◆ **TASK INPUTS**:
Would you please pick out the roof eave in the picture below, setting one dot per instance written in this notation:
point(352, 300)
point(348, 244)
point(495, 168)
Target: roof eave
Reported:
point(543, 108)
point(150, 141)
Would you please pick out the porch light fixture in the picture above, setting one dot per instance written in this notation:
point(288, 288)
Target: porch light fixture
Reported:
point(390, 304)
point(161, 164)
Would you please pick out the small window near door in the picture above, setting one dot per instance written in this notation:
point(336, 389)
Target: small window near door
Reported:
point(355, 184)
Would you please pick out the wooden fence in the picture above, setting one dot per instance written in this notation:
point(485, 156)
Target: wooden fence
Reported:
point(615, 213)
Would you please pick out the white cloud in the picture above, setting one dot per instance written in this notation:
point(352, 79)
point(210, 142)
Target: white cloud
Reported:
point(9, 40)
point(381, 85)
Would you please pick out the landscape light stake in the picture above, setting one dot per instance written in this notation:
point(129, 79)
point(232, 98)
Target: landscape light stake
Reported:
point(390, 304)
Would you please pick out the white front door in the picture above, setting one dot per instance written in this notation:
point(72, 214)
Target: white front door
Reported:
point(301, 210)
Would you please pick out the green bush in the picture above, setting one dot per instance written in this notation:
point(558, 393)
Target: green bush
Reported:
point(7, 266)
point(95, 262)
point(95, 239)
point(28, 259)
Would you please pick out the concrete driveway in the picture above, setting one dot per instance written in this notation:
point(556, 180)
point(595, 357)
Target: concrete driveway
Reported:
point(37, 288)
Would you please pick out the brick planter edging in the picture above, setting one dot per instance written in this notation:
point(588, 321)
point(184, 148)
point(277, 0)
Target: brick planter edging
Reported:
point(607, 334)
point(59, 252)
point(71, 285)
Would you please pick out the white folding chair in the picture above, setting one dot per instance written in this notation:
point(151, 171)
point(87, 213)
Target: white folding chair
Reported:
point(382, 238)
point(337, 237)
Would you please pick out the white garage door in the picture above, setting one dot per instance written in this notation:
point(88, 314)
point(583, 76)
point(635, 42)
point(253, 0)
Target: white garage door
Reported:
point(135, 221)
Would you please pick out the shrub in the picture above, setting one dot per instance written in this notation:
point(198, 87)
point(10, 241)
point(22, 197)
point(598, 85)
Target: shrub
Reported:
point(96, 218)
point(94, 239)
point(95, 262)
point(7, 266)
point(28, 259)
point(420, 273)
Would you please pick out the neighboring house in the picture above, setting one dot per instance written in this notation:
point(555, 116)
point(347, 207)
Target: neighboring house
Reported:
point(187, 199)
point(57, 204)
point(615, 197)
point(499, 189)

◆ **PROBLEM**: Reproduce all of the records above line for line, keeping every word, number and mark unchanged.

◆ **EXERCISE SOLUTION**:
Would you please pick out the roof eave in the picture below, setting one dot per instance written in this notation:
point(352, 300)
point(348, 244)
point(495, 168)
Target: roof eave
Reported:
point(543, 108)
point(150, 141)
Would you please pick out the porch light fixture in the picture above, setting one dot per instance written in this notation:
point(288, 288)
Target: porch light fixture
Reported:
point(390, 304)
point(161, 164)
Would you please pick out the small window near door in the picture above, setting one dot per instance written in this notation:
point(336, 389)
Target: small window near door
Reported:
point(355, 184)
Would you please pick out the wooden fence in the picture above, setting one dot per instance written in this notation:
point(485, 156)
Target: wooden fence
Reported:
point(615, 213)
Would you please pick out the white cloud in the picture above, setting one dot per instance written in this notation:
point(352, 79)
point(210, 142)
Target: white cloud
Reported:
point(9, 40)
point(381, 85)
Would you please pick out the landscape light stake in the picture above, setting one dot per instance written in this notation:
point(129, 79)
point(232, 98)
Target: landscape light stake
Reported:
point(390, 304)
Would you please pick out the white front door in the picture above, setting one dot per instance written in this notation:
point(72, 214)
Target: white front door
Reported:
point(301, 210)
Would you please pick out the green bush in the picture above, setting one dot per instance written in this notation:
point(558, 393)
Target: green bush
Reported:
point(7, 266)
point(95, 262)
point(95, 239)
point(28, 259)
Would you please pick out the concrete driveway in the picture above, setting one dot per instance written in this notation:
point(556, 180)
point(595, 357)
Target: concrete driveway
Reported:
point(37, 288)
Would you please pick out the brick planter edging in the picture above, setting one dot per instance written in this notation:
point(588, 321)
point(184, 148)
point(277, 0)
Target: brick planter edging
Reported:
point(607, 334)
point(59, 252)
point(71, 285)
Would you please pick out the white folding chair in the picture above, setting one dot per instance written in this notation:
point(151, 171)
point(87, 213)
Target: white folding chair
Reported:
point(382, 238)
point(337, 237)
Would you please pick out the white garage door in the picture above, setting one dot per instance written in this notation:
point(88, 314)
point(583, 76)
point(635, 42)
point(253, 0)
Target: white garage door
Reported:
point(135, 221)
Would you please pick out the shrub in the picture above, setting one dot per instance written in this notation:
point(198, 87)
point(10, 241)
point(22, 197)
point(598, 85)
Target: shrub
Reported:
point(96, 218)
point(94, 239)
point(95, 262)
point(7, 266)
point(28, 259)
point(420, 273)
Would you please pick out the neighboring house in the picture above, setting one dot per instance written in this notation:
point(555, 116)
point(347, 207)
Target: neighboring house
Reported:
point(187, 199)
point(57, 204)
point(615, 197)
point(499, 189)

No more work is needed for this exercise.